╔══
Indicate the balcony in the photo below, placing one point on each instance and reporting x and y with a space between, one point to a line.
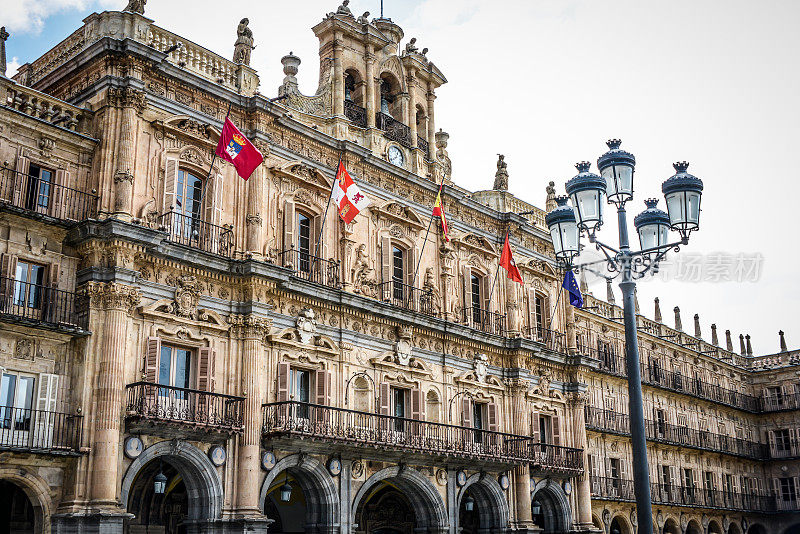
41 198
607 421
408 297
36 431
314 426
356 114
311 268
182 412
617 489
393 129
485 320
42 306
194 232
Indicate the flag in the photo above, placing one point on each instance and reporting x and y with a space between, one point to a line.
438 211
235 148
571 285
507 263
347 195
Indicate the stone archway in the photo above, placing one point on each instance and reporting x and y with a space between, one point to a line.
490 506
316 488
36 491
204 494
413 489
555 511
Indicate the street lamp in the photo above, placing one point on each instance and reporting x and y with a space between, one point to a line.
615 182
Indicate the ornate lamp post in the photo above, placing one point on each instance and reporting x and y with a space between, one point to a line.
587 192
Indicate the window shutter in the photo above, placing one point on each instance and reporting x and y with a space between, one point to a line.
385 399
205 369
417 404
537 438
323 387
466 412
151 356
491 414
283 382
289 216
170 183
59 205
556 430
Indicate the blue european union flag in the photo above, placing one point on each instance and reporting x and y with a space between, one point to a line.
571 285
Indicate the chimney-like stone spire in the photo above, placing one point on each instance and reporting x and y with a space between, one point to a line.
610 292
3 36
550 203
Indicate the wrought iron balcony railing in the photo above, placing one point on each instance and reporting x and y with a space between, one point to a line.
608 421
393 129
408 297
169 404
356 114
40 305
39 431
617 489
485 320
360 430
194 232
311 268
41 196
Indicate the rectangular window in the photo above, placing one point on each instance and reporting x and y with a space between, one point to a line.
29 284
38 194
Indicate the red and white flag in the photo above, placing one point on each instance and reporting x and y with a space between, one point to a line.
347 195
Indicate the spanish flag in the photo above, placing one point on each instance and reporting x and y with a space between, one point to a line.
438 211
╚══
● THE REQUEST
The data above should be repeated exactly, minus any pictures.

● ANSWER TO THE EXERCISE
Indicate the balcony in the photo below, placing one point on each instance and reporting x and y with a space between, one point to a line.
41 198
607 421
408 297
36 431
314 426
356 114
311 268
182 412
617 489
393 129
485 320
42 306
194 232
Indicate the flag in the photo above, placing one point on each instance and reporting x and y with a space between, one point to a line.
438 211
235 148
571 285
507 263
347 195
Indicate the stone archway in the photo above, placing one point on each instance and reporting x and y with a space between, one point to a line.
490 506
316 488
36 491
204 494
413 489
555 511
Indicate the street lamp in the photo above, placing one point on each instance and reporting x and y with a space between, one point to a line.
615 182
Indicate the ornate lamp post in the photo above, placing one point on each instance and reporting x and y with a space between, one point to a line.
587 192
Indicate the window shutter in the photo above, placing one point on each instance and reporting x and y with a space between, one point to a line.
385 399
205 369
417 404
537 438
323 387
466 412
151 356
491 414
283 382
289 216
170 183
59 205
556 430
Indicate the blue european union flag in the photo above, placing one point on each instance and reporting x and y with a space between, one point to a line.
571 285
Indicate the chimney-like stone spire in the photo above, placing one point on each instance and reporting x and y with a space between, one point to a line.
610 292
3 36
550 203
Indicate the wrought iron balcony railing in the photo above, placing one point on each instance and reporting x and y with a space between, one point to a line.
608 421
393 129
408 297
169 404
356 114
40 305
39 431
617 489
485 320
360 430
194 232
311 268
41 196
Indicate the rectangular window in the photo above, placing one point on each instance and reporting x and y with a space between, one point to a line.
29 284
38 194
Indicate the red and white flag in the photo above, placing one point on each instance and reporting x and y with a space between, one point to a line.
347 195
Indicate the spanish flag in the photo above, placing one point on each instance and reporting x and y with a space between, one point to a line.
438 211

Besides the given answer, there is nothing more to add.